*Task instructions*: Output the material exactly, but drop every image it holds.

(Dataset excerpts on object pointing)
/---
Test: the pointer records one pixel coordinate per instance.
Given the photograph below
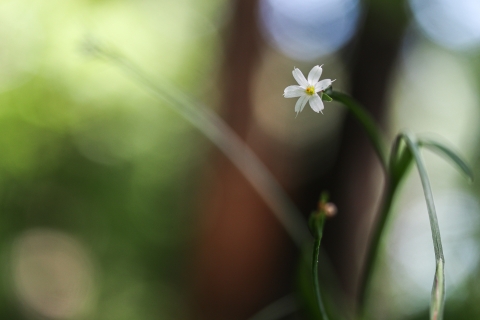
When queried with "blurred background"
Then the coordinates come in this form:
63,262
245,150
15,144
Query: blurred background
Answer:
112,206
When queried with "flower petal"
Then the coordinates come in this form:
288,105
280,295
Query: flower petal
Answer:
314,75
322,85
316,103
302,101
298,75
293,91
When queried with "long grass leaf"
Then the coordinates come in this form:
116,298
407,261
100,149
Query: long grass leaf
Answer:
366,121
445,151
438,289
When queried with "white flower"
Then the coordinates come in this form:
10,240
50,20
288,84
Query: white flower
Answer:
307,90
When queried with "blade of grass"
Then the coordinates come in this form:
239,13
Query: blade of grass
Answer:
400,160
215,129
445,151
366,121
438,289
317,223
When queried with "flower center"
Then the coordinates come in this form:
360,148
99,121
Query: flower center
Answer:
310,90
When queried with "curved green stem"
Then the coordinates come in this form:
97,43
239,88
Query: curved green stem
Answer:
399,162
232,146
366,121
318,224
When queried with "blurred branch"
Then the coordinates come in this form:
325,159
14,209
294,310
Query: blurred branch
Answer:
215,129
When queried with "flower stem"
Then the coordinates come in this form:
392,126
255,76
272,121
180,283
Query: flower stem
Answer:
366,121
317,223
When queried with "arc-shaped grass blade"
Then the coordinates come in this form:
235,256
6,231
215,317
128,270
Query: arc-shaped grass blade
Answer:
445,151
438,290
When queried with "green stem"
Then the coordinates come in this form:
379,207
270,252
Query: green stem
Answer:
366,121
374,249
400,160
318,224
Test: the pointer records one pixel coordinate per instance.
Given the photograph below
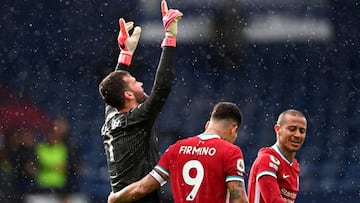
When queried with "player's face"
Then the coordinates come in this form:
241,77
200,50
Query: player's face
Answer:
291,134
136,88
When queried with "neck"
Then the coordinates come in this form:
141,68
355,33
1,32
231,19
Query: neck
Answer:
213,131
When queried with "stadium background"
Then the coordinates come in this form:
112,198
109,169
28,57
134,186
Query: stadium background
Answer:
55,54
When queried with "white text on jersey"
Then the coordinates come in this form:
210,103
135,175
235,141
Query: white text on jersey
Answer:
197,150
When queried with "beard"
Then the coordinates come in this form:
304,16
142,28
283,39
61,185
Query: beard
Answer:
140,97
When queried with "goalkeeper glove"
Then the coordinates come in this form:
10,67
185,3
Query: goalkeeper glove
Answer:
170,20
127,43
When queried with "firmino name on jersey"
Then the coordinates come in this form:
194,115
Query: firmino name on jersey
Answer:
211,151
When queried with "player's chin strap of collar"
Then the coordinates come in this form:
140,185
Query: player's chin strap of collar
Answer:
157,177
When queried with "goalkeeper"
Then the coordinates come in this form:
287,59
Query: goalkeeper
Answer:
128,131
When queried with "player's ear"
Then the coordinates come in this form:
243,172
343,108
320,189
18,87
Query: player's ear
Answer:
128,95
207,124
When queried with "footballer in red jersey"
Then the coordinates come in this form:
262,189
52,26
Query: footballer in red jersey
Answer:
274,175
203,168
200,167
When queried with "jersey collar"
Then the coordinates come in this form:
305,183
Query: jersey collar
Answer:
205,136
277,149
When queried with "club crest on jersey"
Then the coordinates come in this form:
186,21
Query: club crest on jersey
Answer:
241,165
274,160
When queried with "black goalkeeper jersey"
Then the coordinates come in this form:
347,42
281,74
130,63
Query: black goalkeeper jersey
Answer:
130,142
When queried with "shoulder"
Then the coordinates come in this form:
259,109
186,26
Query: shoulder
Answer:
267,159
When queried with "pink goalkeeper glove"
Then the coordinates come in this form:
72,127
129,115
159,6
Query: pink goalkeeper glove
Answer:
170,21
127,43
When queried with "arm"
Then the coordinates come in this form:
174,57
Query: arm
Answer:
237,192
270,189
134,191
139,189
166,69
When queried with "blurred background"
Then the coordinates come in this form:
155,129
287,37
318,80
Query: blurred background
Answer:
266,56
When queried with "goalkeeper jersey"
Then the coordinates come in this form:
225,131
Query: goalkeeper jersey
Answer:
130,142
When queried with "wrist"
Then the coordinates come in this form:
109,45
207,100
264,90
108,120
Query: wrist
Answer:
125,58
169,41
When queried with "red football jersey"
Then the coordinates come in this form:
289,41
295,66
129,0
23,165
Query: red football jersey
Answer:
200,166
271,162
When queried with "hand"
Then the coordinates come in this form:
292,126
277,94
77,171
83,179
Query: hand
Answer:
127,43
111,198
170,20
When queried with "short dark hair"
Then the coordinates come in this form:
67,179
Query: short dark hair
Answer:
112,88
227,110
281,119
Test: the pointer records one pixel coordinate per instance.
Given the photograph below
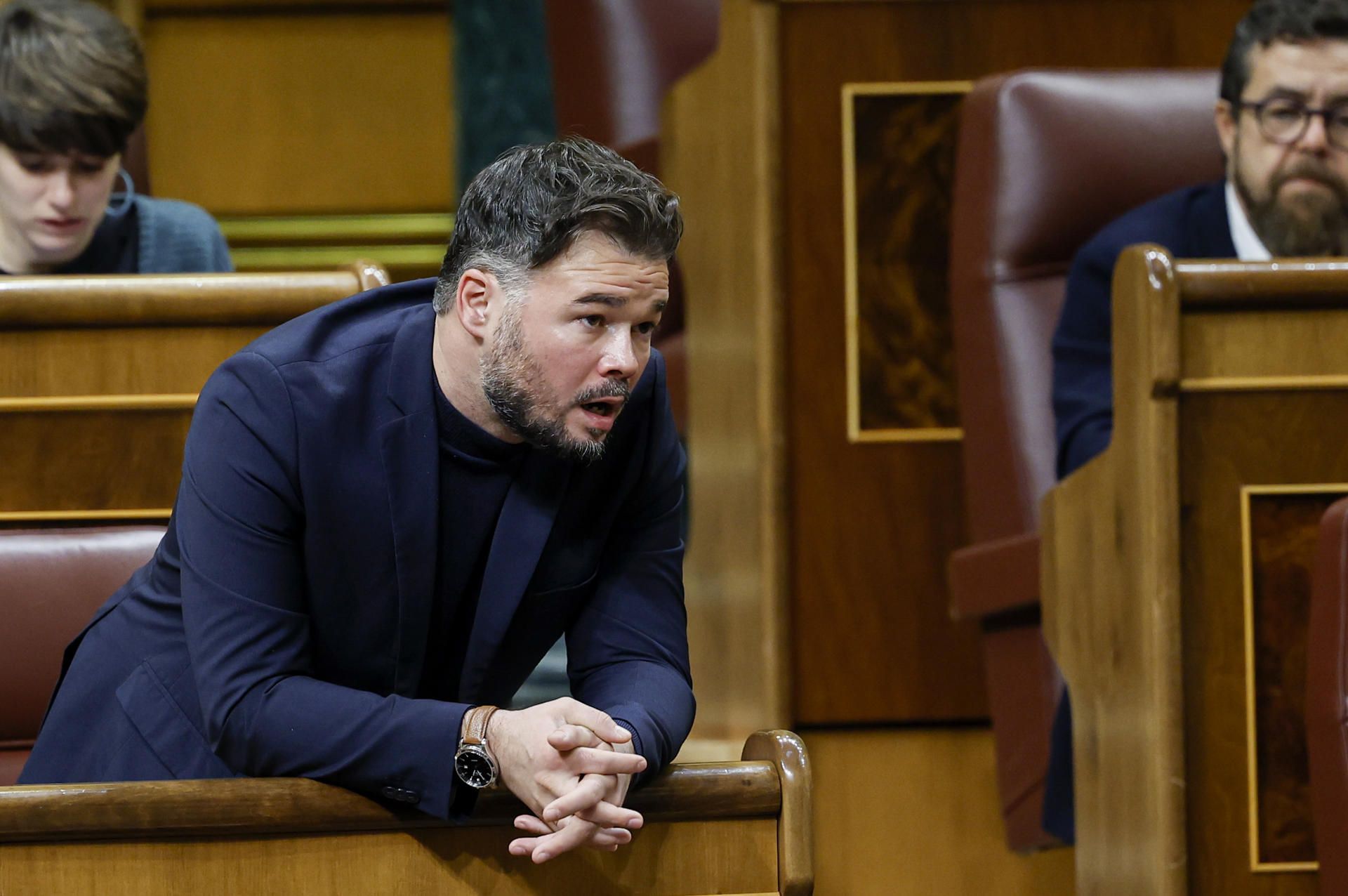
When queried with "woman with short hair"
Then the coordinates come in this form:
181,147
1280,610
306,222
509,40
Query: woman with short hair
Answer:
\---
*Answer to the task*:
Test: the pointer records one pixel coordinate per instance.
Given the photograph below
When queried with "blurred background"
Then the coordinates come in this form:
63,262
245,150
15,144
Query: blurred background
Answer:
112,206
When queried with "flower petal"
Then the coordinates come in this form:
288,105
280,295
Query: flower petal
Answer:
314,75
322,85
316,103
302,101
298,75
293,91
When queried with "long grass leaf"
Then the coordinates come in this form:
116,298
407,261
100,149
Query: long grass leaf
Answer:
366,121
445,151
438,289
When queried with "white flower"
Then the coordinates come in this form:
10,240
50,20
288,84
Query: white flower
Answer:
307,90
When queried with "blade of grass"
Then the coordinates come in this form:
239,13
Query: blade of grass
Answer:
400,160
215,129
445,151
366,121
438,289
317,223
When queried with "flower center"
Then the coordinates come in this form:
360,148
99,121
Query: flower center
Answer:
310,90
When queried with "curved green stem"
Then the coordinates come in this form:
97,43
239,88
Query: curved green stem
Answer:
399,162
232,146
366,121
318,224
When queried with "blurred branch"
Then the coordinates come in this form:
325,159
14,209
294,310
Query: blurred branch
Answer:
215,129
When queried with "flower stem"
Then the coordinates come in this form:
392,126
255,76
272,121
180,283
Query: flower stem
Answer:
366,121
317,223
When queried with "arc-shaped grass blade"
Then the coordinates come in this form:
235,256
6,231
215,317
128,270
Query: arc-shaped grass blade
Answer:
445,151
438,290
When queried with "green stem"
Then the coordinates come in this form:
379,207
270,252
Query: green stem
Answer:
366,121
374,249
400,160
318,224
Test: the pointer records one pixel coordinate per instance.
Given the photograph below
When queried with "player's face"
Then the coordinates come in this form:
241,77
200,50
Query: player's face
Answer:
291,134
136,88
When queried with "neck"
Then the coordinates come in this form:
141,68
355,33
1,32
231,19
Query: neck
Answer:
213,131
When queried with "stadium background"
Then the coordinates come in this form:
112,198
109,169
28,57
134,186
Query: stadium background
Answer:
55,54
When queried with "white text on jersey"
Then the coordinates come in this form:
210,103
135,175
235,141
Query: white text on jersey
Answer:
197,150
When queried with "beard"
Then the coordinates come in this form:
304,16
142,28
283,39
61,185
Query: beard
Answer:
140,97
When queried with "goalkeeper glove"
Then the coordinates come in this form:
10,67
185,3
Query: goalkeeper glove
Answer:
170,20
127,43
When queried with "firmino name on jersey"
Then the coordinates come in this form:
194,115
Query: firmino name on jersey
Answer:
211,151
When queried with "player's chin strap of collar"
Then the coordinates come in this form:
140,185
Query: player's chin strap of collar
Answer:
157,177
When queried with "goalkeeper"
Then the coordinates come in this form:
287,59
Query: goalkeeper
Answer:
128,131
When queried with "player's ear"
Then the coordinates come in this form:
243,172
343,108
320,189
18,87
Query: player's ear
Answer:
128,95
207,124
When queried with "footballer in red jersey"
Then the coordinates come in this form:
262,189
52,26
Query: footballer in red jersey
Answer:
274,175
203,168
200,167
When queried with "jersey collar"
Then the coordinates come in this form:
305,183
Query: jersey collar
Answer:
205,136
277,149
When queried with "club crest on jersey"
Then the coordinates come in this form:
186,21
Query: club crest on jersey
Answer:
241,165
274,160
When queried with "black goalkeeper jersey"
Then the coordinates come in this form:
347,42
281,74
130,63
Query: black goalkeeper jersey
Answer:
130,142
When queried with "shoulder"
Then the coordinates come in this form:
259,109
186,26
Query: shoulder
Answer:
267,159
When queried with "pink goalkeeper glove"
Then the coordinates come in this form:
72,127
129,115
159,6
Query: pink goalkeeper glove
Answer:
170,21
127,43
When queried with "arm"
Then the coordinates come in this form:
174,57
Query: arm
Answer:
237,192
270,189
134,191
139,189
166,69
When queried with "blurred background"
Then the coordinates come in this form:
155,129
287,37
318,80
Query: blurred background
Answer:
266,56
When queried with "goalkeeper jersey"
Then the coordinates come in this form:
225,131
Query: goalkeeper jersey
Answer:
130,142
When queried with "wrist"
Then the coordinates come in this form:
109,45
207,100
264,90
108,120
Query: wrist
Answer:
125,58
169,41
When queried with "red football jersey"
Then the coordinates come in this form:
289,41
295,66
129,0
23,165
Query: red football jersey
Answer:
200,166
271,162
When queried with "hand"
Then the coordinates come in this form:
292,126
277,94
77,171
83,179
Query: hand
Answer:
127,43
111,198
170,20
When queried with "short dark hair"
Then the coordinates come in this form:
67,179
Query: short dark hair
Answer:
112,88
227,110
281,119
Test: the pointer records one pixel coordinate per instance.
Given the photograph below
When queried with "woman with short hair"
Then the coordinates come in this form:
181,147
1280,610
306,222
509,40
Query: woman with short hair
Answer:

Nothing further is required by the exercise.